**Information supplied**
◆ ◆ ◆

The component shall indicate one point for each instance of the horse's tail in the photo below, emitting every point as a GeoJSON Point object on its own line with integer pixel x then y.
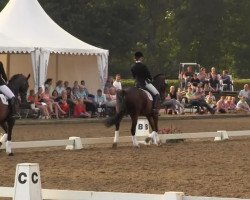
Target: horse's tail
{"type": "Point", "coordinates": [120, 109]}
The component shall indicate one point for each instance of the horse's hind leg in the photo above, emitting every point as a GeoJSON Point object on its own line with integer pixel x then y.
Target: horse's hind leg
{"type": "Point", "coordinates": [116, 138]}
{"type": "Point", "coordinates": [154, 126]}
{"type": "Point", "coordinates": [5, 135]}
{"type": "Point", "coordinates": [133, 127]}
{"type": "Point", "coordinates": [10, 123]}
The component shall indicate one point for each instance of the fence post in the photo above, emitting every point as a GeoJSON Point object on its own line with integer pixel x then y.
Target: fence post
{"type": "Point", "coordinates": [173, 196]}
{"type": "Point", "coordinates": [77, 144]}
{"type": "Point", "coordinates": [27, 182]}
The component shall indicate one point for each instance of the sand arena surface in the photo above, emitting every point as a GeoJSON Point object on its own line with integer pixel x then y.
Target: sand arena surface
{"type": "Point", "coordinates": [195, 167]}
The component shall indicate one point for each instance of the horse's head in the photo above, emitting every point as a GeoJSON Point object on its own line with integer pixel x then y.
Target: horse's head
{"type": "Point", "coordinates": [159, 81]}
{"type": "Point", "coordinates": [19, 85]}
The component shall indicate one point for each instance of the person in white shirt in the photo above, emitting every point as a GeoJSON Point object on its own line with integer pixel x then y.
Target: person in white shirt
{"type": "Point", "coordinates": [117, 83]}
{"type": "Point", "coordinates": [245, 93]}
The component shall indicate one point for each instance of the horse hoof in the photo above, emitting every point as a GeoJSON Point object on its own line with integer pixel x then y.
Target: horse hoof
{"type": "Point", "coordinates": [114, 146]}
{"type": "Point", "coordinates": [148, 139]}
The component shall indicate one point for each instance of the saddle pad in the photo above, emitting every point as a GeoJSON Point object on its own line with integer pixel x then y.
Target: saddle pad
{"type": "Point", "coordinates": [3, 99]}
{"type": "Point", "coordinates": [148, 94]}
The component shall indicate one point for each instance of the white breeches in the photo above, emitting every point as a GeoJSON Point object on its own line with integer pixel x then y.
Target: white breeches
{"type": "Point", "coordinates": [6, 91]}
{"type": "Point", "coordinates": [151, 88]}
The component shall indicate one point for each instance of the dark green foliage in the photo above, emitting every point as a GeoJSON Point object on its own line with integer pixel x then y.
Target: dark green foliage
{"type": "Point", "coordinates": [210, 32]}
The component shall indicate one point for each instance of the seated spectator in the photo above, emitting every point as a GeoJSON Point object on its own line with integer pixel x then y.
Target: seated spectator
{"type": "Point", "coordinates": [55, 96]}
{"type": "Point", "coordinates": [186, 76]}
{"type": "Point", "coordinates": [100, 100]}
{"type": "Point", "coordinates": [210, 95]}
{"type": "Point", "coordinates": [66, 84]}
{"type": "Point", "coordinates": [117, 83]}
{"type": "Point", "coordinates": [246, 93]}
{"type": "Point", "coordinates": [48, 83]}
{"type": "Point", "coordinates": [197, 99]}
{"type": "Point", "coordinates": [230, 101]}
{"type": "Point", "coordinates": [221, 105]}
{"type": "Point", "coordinates": [195, 81]}
{"type": "Point", "coordinates": [214, 83]}
{"type": "Point", "coordinates": [88, 101]}
{"type": "Point", "coordinates": [59, 87]}
{"type": "Point", "coordinates": [171, 103]}
{"type": "Point", "coordinates": [203, 76]}
{"type": "Point", "coordinates": [225, 80]}
{"type": "Point", "coordinates": [70, 99]}
{"type": "Point", "coordinates": [108, 85]}
{"type": "Point", "coordinates": [33, 99]}
{"type": "Point", "coordinates": [111, 98]}
{"type": "Point", "coordinates": [80, 109]}
{"type": "Point", "coordinates": [242, 105]}
{"type": "Point", "coordinates": [63, 103]}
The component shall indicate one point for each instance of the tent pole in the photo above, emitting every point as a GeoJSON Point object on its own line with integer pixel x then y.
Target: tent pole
{"type": "Point", "coordinates": [57, 69]}
{"type": "Point", "coordinates": [8, 66]}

◆ ◆ ◆

**Task description**
Restate each entry word for word, please, but drop any images it holds.

**Response to the exercise**
The component shall indicate one point for each instance of the horse's tail in the photo below, emitting every point as a GeoJSON Point object on its own line with integer pixel x then y.
Target: horse's tail
{"type": "Point", "coordinates": [120, 109]}
The component shall indicate one point for each instance of the horse's hind leg in the photo above, emitting every point as a GeoJSON Point object on its own line with integer pixel x then y.
Target: horse's hind leg
{"type": "Point", "coordinates": [116, 138]}
{"type": "Point", "coordinates": [154, 126]}
{"type": "Point", "coordinates": [5, 135]}
{"type": "Point", "coordinates": [133, 127]}
{"type": "Point", "coordinates": [10, 123]}
The component shall indicate one point for each instance of the fence post in the photo above, emitting every point as a GeoJSON Point object on its own line with integer pixel x then y.
Target: fence post
{"type": "Point", "coordinates": [173, 196]}
{"type": "Point", "coordinates": [77, 144]}
{"type": "Point", "coordinates": [27, 182]}
The component shall indicate one point for each instance of the sand arena surface in the photo above, emitting every point as a GeoJSON Point object on its own line with integer pixel x then y.
Target: sand arena surface
{"type": "Point", "coordinates": [195, 167]}
The component shall indicate one point for each instance of the horse's head in the photo above, emitting every point as a GeoJSON Point object on its own line with integer pixel x then y.
Target: horse's head
{"type": "Point", "coordinates": [159, 81]}
{"type": "Point", "coordinates": [19, 85]}
The component shall indicate one point for each instance of the person in white shirt in the photo above, emitting every point as a GeoJSON Point object on its own line with integer pixel x then y.
Target: person in white shirt
{"type": "Point", "coordinates": [117, 83]}
{"type": "Point", "coordinates": [245, 93]}
The component shall indicate one point for each instance of the horse hoof in the photo above, emitting every point as a GeoJSON Point object on its own line with integer pixel x then y.
Target: horse hoof
{"type": "Point", "coordinates": [114, 146]}
{"type": "Point", "coordinates": [148, 139]}
The component shall indicate one point for each instance of the saddle pad in the photo above, emitting every point as a GeoJSON Point object on its own line with integer pixel x then y.
Target: saddle pad
{"type": "Point", "coordinates": [3, 99]}
{"type": "Point", "coordinates": [148, 94]}
The component shall indicate one point for each instance of the white breeches in the photo above, emitting every point as a GeoJSON Point object on its own line with integer pixel x then y.
Target: white breeches
{"type": "Point", "coordinates": [6, 91]}
{"type": "Point", "coordinates": [151, 88]}
The component shall indicate one point for each instance of the dark green foliage in the photo above, emitting every point as a GeoJSON Point object on its own line with integer pixel x then y.
Target: dark green foliage
{"type": "Point", "coordinates": [210, 32]}
The component shall indicate one point for each instance of the seated spectator in the photo above, emitting every point as a GeoJSON Point object on its own line with integer pixel x then y.
Target: seated spectator
{"type": "Point", "coordinates": [55, 96]}
{"type": "Point", "coordinates": [186, 76]}
{"type": "Point", "coordinates": [100, 100]}
{"type": "Point", "coordinates": [210, 95]}
{"type": "Point", "coordinates": [66, 84]}
{"type": "Point", "coordinates": [117, 83]}
{"type": "Point", "coordinates": [246, 93]}
{"type": "Point", "coordinates": [48, 83]}
{"type": "Point", "coordinates": [197, 99]}
{"type": "Point", "coordinates": [230, 101]}
{"type": "Point", "coordinates": [221, 105]}
{"type": "Point", "coordinates": [195, 81]}
{"type": "Point", "coordinates": [214, 83]}
{"type": "Point", "coordinates": [88, 101]}
{"type": "Point", "coordinates": [59, 87]}
{"type": "Point", "coordinates": [171, 103]}
{"type": "Point", "coordinates": [203, 76]}
{"type": "Point", "coordinates": [225, 80]}
{"type": "Point", "coordinates": [70, 99]}
{"type": "Point", "coordinates": [108, 85]}
{"type": "Point", "coordinates": [33, 99]}
{"type": "Point", "coordinates": [111, 98]}
{"type": "Point", "coordinates": [80, 109]}
{"type": "Point", "coordinates": [242, 105]}
{"type": "Point", "coordinates": [63, 103]}
The component shall indicate one point for each instance of the tent pole in the photo above, emitting every point as a GeoJSON Point object on its own line with integer pixel x then y.
Target: tent pole
{"type": "Point", "coordinates": [57, 69]}
{"type": "Point", "coordinates": [8, 66]}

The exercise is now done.